# [CONSIGNES]
• a. Recopiez le passage de l'extrait sur Janus qui commence aux mots « Au point de » et s'arrête après « contraire toute réalité. », en substituant « maintenant » à « présent ».
• b. D'après l'extrait sur Janus, de quel nom celui de Diana n'est-il qu'une forme ?

# [EXTRAIT À LIRE]
☆ ☆ ☆ ☆
Source : Symboles de la Science sacrée, par René Guénon, éditions Gallimard, collection Tradition.
L’interprétation la
plus habituelle des deux visages de Janus est celle qui les considère comme
représentant respectivement le passé et l’avenir ; cette interprétation,
tout en étant très incomplète, n’en est pas moins exacte à un certain point de
vue. C’est pourquoi, dans un assez grand nombre de figurations, les deux
visages sont ceux d’un homme âgé et d’un homme jeune ; tel n’est
d’ailleurs pas le cas dans l’emblème de Luchon dont un examen attentif ne
permet pas de douter qu’il s’agit du Janus androgyne, ou Janus Jana. Le nom de
Diana, la déesse lunaire, n’est qu’une forme de Jana, l’aspect féminin de
Janus. Et il est à peine besoin de faire remarquer le rapport étroit de cette
forme de Janus avec certains symboles hermétiques tels que le Rebis.
Au point de vue où
le symbolisme de Janus est rapporté au temps, il y a lieu de faire une remarque
très importante : entre le passé qui n’est plus et l’avenir qui n’est pas
encore, le véritable visage de Janus, celui qui regarde le présent, n’est,
dit-on, ni l’un ni l’autre de ceux que l’on peut voir. Ce troisième visage, en
effet, est invisible parce que le présent, dans la manifestation temporelle,
n’est qu’un instant insaisissable, mais lorsqu’on s’élève au-dessus des
conditions de cette manifestation transitoire et contingente, le présent
contient au contraire toute réalité.
☆ ☆ ☆ ☆
# [DONNÉES ENREGISTRÉES]
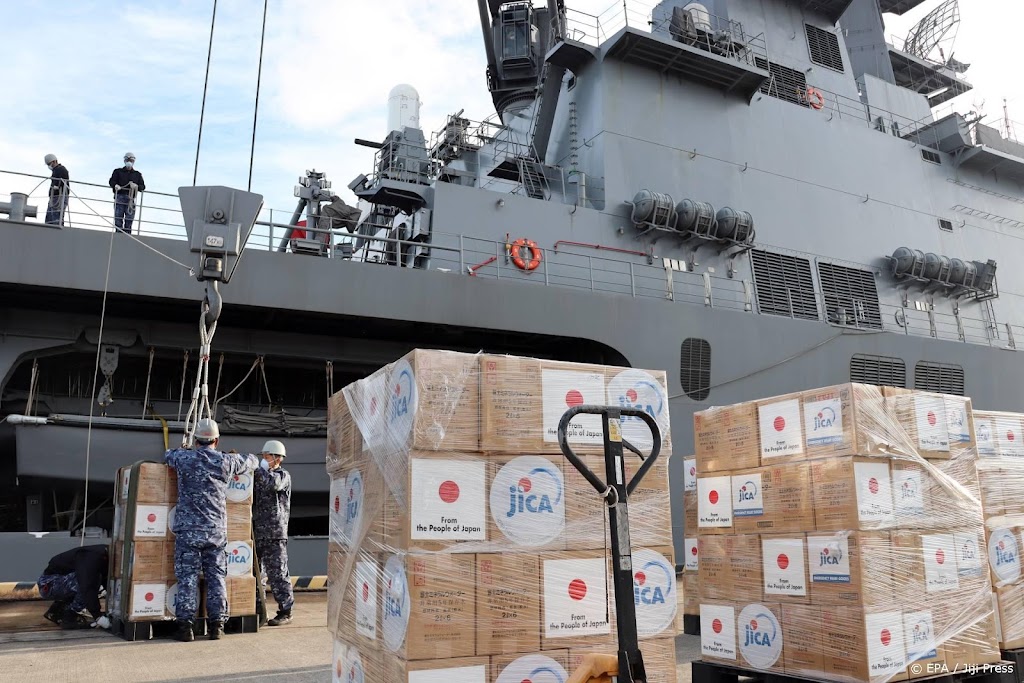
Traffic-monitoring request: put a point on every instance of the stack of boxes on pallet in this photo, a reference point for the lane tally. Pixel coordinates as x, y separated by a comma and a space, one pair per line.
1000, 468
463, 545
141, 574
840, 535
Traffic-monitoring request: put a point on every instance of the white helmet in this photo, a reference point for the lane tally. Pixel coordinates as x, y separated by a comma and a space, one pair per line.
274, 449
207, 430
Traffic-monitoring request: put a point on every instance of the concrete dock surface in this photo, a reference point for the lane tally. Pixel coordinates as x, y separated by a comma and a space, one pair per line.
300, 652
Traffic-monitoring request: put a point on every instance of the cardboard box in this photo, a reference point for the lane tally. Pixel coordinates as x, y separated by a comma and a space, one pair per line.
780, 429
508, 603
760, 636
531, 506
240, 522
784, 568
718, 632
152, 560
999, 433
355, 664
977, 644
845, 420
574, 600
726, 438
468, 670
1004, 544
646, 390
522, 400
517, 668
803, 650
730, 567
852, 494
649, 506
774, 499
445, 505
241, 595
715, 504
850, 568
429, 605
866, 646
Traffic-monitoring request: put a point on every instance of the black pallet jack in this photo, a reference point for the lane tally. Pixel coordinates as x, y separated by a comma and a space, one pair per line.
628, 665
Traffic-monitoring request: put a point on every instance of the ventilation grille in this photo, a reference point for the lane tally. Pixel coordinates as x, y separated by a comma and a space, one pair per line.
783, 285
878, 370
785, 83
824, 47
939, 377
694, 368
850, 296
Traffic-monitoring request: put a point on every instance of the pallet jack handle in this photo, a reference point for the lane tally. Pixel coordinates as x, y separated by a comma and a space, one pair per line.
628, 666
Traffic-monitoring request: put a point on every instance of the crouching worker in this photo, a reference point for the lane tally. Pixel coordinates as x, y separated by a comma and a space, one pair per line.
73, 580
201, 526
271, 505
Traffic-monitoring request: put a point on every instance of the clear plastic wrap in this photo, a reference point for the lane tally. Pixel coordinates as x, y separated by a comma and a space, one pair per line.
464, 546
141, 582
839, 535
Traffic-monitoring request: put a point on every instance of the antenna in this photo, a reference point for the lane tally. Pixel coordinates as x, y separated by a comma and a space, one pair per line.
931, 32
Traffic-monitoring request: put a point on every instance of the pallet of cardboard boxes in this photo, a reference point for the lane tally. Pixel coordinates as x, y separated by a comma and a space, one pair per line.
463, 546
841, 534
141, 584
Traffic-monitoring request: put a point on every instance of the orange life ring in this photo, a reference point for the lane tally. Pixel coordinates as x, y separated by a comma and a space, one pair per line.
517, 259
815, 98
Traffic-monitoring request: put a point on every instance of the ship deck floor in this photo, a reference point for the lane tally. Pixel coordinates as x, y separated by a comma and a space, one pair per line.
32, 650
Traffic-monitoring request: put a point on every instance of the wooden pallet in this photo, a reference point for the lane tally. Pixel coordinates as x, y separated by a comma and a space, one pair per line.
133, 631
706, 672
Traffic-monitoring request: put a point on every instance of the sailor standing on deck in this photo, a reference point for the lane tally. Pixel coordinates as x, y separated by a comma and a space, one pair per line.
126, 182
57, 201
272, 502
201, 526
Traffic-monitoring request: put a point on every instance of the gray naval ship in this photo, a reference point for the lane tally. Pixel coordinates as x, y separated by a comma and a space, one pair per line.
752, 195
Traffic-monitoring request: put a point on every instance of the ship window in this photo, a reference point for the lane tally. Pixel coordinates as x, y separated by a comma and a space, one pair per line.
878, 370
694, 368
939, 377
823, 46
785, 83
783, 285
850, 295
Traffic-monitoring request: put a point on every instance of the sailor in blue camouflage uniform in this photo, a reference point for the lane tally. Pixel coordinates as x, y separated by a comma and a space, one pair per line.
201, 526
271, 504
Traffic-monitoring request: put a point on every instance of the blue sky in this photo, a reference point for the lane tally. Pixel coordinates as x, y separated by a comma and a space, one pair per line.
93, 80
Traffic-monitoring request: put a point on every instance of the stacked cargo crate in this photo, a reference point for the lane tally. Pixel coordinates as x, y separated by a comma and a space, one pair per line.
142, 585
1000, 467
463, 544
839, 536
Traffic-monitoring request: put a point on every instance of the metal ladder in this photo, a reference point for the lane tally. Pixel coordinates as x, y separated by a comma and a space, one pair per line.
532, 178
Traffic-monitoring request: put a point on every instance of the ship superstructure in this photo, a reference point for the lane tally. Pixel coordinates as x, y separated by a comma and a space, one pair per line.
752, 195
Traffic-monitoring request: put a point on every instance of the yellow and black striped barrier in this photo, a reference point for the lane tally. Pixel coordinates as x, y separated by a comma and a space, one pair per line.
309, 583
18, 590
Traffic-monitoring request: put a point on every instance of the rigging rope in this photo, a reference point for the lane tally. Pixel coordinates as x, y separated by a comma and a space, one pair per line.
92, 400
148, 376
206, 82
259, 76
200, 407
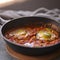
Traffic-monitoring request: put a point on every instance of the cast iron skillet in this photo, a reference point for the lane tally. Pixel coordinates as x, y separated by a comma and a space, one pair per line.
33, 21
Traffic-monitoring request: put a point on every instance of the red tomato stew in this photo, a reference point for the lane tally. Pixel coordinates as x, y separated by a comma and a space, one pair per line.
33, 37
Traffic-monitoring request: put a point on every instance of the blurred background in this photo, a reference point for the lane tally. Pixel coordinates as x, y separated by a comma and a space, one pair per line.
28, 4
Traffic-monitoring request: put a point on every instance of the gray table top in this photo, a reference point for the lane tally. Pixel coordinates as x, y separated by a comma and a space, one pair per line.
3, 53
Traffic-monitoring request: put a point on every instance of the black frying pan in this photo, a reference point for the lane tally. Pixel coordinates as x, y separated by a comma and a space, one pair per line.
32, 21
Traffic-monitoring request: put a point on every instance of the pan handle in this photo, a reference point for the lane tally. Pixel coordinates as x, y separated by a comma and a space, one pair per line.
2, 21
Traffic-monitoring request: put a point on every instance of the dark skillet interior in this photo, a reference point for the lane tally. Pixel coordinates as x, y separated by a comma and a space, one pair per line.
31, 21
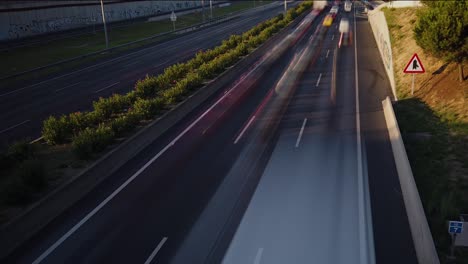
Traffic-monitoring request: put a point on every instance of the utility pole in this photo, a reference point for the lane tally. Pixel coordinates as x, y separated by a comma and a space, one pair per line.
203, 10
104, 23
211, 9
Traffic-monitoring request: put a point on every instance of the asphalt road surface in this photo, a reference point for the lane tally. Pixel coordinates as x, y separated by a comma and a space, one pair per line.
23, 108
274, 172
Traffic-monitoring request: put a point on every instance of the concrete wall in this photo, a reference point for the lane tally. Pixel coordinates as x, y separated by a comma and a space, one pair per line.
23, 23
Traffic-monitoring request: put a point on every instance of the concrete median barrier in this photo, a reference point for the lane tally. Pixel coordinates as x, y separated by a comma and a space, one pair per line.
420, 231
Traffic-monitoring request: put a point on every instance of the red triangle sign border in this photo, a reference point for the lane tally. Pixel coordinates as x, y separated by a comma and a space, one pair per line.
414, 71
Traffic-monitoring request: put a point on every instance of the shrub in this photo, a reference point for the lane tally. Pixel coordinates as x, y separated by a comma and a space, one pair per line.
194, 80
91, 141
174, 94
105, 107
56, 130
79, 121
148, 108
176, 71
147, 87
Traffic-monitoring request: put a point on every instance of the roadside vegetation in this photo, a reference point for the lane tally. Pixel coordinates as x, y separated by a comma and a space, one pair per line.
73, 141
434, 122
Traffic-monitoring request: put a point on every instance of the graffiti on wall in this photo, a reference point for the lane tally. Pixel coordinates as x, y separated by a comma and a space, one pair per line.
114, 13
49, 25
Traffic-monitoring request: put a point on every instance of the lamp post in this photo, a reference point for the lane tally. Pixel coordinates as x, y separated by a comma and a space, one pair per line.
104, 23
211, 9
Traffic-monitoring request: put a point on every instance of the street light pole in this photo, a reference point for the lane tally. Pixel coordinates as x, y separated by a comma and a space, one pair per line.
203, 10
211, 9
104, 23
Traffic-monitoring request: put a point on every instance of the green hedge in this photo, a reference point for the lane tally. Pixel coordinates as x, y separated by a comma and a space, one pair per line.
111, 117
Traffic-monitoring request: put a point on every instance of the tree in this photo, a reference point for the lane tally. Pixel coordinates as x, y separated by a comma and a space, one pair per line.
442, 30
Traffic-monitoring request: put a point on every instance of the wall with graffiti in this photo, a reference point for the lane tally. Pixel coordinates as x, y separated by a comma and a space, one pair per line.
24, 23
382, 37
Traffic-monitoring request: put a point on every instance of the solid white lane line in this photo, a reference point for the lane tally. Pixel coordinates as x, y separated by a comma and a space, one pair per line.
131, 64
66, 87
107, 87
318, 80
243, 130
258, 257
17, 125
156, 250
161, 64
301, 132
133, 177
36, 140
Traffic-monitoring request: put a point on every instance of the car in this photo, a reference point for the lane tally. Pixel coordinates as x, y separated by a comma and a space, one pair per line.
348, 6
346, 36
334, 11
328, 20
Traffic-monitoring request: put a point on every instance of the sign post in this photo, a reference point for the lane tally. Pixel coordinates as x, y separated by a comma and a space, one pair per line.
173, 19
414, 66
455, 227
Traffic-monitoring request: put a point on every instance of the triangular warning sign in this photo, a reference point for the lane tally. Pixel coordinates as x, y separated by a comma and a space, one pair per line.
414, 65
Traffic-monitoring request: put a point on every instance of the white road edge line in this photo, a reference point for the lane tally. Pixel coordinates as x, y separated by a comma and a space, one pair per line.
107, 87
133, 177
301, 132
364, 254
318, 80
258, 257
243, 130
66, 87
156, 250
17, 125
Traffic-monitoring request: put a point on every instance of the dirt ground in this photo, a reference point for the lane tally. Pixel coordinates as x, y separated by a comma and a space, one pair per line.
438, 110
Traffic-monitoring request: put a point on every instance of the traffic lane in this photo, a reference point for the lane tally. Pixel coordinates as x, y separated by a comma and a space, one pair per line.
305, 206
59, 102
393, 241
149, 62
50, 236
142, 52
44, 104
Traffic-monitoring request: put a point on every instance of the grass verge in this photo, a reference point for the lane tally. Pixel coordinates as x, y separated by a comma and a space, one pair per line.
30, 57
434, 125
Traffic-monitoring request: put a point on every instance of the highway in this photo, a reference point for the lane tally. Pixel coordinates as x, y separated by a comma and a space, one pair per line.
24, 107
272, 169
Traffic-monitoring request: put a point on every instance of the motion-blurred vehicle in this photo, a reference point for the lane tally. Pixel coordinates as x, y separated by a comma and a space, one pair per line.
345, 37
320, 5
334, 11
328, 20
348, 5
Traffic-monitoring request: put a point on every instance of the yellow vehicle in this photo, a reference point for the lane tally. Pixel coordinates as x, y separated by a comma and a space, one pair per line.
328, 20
☆ ☆ ☆ ☆
# [RÉPONSES]
• a.
Au point de vue où
le symbolisme de Janus est rapporté au temps, il y a lieu de faire une remarque
très importante : entre le passé qui n’est plus et l’avenir qui n’est pas
encore, le véritable visage de Janus, celui qui regarde le maintenant, n’est,
dit-on, ni l’un ni l’autre de ceux que l’on peut voir. Ce troisième visage, en
effet, est invisible parce que le maintenant, dans la manifestation temporelle,
n’est qu’un instant insaisissable, mais lorsqu’on s’élève au-dessus des
conditions de cette manifestation transitoire et contingente, le maintenant
contient au contraire toute réalité.

• b. De Jana, l'aspect féminin de Janus.